* [PAGE EXCERPT]
|---|
HUNTSVILLE, Ala. (RNS) -- Each Wednesday around 4 p.m., Eugenia Evans
places a sign reading "Get Your Blood Pressure Checked" at the end of a
long table in the fellowship hall of First Baptist Church. She lays out
a digital blood-pressure monitor and the chart she's using to track the
weekly blood-pressure readings made on her fellow congregants.
Shortly, some of the church's many senior citizens begin to drift
into a fellowship hall made increasingly more welcoming by the aromas
from a kitchen where cooks prepare the weekly meal for those attending
Wednesday evening services.
Evans, a registered nurse, spends five hours each week working in an
experimental program she designed for her fellow First Baptist members.
In addition to Wednesday blood-pressure checks, she will coordinate
health-related programs for members and people in the community and
serve as a resource for those needing referrals to other types of care.
She has been hired--though just for five hours each week--to be
the church's first parish nurse. In that role, said Evans, who has
worked at Huntsville Hospital for nearly two decades, she focuses on the whole person--physical, spiritual and emotional.
Parish nursing is not so much a set of skills as a concept. Programs
are designed in different ways to meet the needs of individual
congregations and communities. But generally, parish nursing combines a
traditional ministerial/counseling function with expertise in health
care education, screening and referral skills.
And that suits Evans: "It's why I went into nursing--to minister
to people," she said.
The term "parish" is more often associated with the Roman Catholic
faith and is somewhat foreign to most evangelical Protestant
congregations.
"'Parish' is not a word that rolls right off a Baptist tongue,"
Evans said. "But it makes people ask what it is."
Such questions serve a purpose, because Evans said the first step in
the program is interesting and educating the public--members and
nonmembers--and finding out what individuals need. At First Baptist,
she's using a survey to do that.
|---|
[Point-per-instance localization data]
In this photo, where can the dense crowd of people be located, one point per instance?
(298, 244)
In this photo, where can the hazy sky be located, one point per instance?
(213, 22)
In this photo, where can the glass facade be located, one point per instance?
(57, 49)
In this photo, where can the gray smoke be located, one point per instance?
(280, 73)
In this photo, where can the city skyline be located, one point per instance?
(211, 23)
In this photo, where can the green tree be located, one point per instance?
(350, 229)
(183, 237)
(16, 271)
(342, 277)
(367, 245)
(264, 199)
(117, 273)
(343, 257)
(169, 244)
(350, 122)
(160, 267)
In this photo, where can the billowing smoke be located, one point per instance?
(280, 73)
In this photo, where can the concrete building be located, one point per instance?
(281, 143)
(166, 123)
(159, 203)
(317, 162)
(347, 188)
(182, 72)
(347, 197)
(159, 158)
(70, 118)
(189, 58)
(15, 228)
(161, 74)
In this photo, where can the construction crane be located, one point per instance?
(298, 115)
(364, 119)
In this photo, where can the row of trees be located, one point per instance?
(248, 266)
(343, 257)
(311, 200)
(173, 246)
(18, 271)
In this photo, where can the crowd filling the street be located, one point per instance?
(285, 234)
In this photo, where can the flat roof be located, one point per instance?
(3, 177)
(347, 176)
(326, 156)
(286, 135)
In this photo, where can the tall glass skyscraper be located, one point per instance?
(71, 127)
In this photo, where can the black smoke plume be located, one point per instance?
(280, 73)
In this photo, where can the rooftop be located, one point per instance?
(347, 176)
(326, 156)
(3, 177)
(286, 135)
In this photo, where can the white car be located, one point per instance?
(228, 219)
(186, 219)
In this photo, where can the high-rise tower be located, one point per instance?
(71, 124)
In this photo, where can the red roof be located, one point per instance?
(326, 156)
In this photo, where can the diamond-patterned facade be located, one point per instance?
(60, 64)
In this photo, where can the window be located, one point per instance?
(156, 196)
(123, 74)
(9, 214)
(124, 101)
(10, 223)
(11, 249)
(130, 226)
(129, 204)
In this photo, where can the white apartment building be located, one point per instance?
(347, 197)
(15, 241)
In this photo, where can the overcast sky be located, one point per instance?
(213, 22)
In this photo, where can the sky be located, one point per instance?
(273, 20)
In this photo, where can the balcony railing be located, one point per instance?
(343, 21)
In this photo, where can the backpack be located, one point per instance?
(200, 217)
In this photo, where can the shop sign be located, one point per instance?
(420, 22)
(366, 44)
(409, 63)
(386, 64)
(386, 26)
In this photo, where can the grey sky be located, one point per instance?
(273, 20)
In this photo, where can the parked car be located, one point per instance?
|---|
* [WHAT TO DO]
(1) In the article on parish nursing, how long has Evans worked at Huntsville Hospital?
(2) Extend the article on parish nursing, picking up after its final sentence.

* [ANSWERS]
(1) Nearly two decades.

(2)
Cecile Lockridge, a 50-year member at First Baptist who takes
advantage of the blood-pressure screenings, said she thinks the program
is a good idea.
"Our church has been a leader in many things in the community, and I
think we should be a leader in this area," Lockridge said.
Another longtime member, Sarah Green, agreed.
"We try to meet the needs of the community and have several
health-related programs, such as the Alzheimer's and Parkinson's support
group, the bereavement group and others," including exercise classes,
Green said.
Evans was certified as a parish nurse after taking a master's-level
course at Samford University's Moffett School of Nursing in Birmingham.
She spends Wednesdays at First Baptist doing administrative work, trying
to get the fledgling program up and running. She was given a small
office in the Christian Life Center and a six-month trial period to see
if the program will benefit the congregation and community.
The parish nursing concept started in Chicago at Lutheran General
Hospital in 1984 and quickly spread throughout the Midwest. However, it
is still relatively new in the Southeast, said Barbara Weinhold,
coordinator of health ministries at Memorial Hospital in Chattanooga,
Tenn.
"In Chattanooga, there has been a real responsiveness to what this
is all about," Weinhold said. "Part of it is the awakening to the
faith/health movement, which is abounding in the land.... People are
saying they need more than one element" of healing.
Parish nursing is different from home health nurses, said Kay
Hamrick, a pastoral critical care nurse at Huntsville Hospital and a
theology student at the University of the South in Tennessee.
A parish nurse is not under the guidance of a physician and can't do
anything invasive such as giving shots or drawing blood. And parish
nursing programs must combine two viable components: an inward call of
someone in nursing to minister to a congregation and an outward call
from a congregation for a nurse to minister to its members.
Sharon Ball, a registered nurse with Hospice Family Care in
Huntsville, hopes to go into parish nursing when she retires in a couple
of years. She plans to take an October course at Lutheran General, the
birthplace of the movement and the hospital where she worked immediately
after receiving her nursing degree. She also took a "Spirituality and
Healing" course earlier this year in Clearwater, Fla., to start her
training program as a parish nurse.
"It's like coming home for me," said Ball, a member at Ascension
Lutheran Church in Huntsville. "I can use the training both here (at
Hospice Family Care) and at my church."
She hopes the 10 to 12 nurses who are members at Ascension will
eventually form several care teams to offer a full-time ministry with
home visitations.
"I can see all kinds of uses for parish nursing," she said. "We can
use it as a counseling program, for educational purposes, coordinate
volunteers and other things."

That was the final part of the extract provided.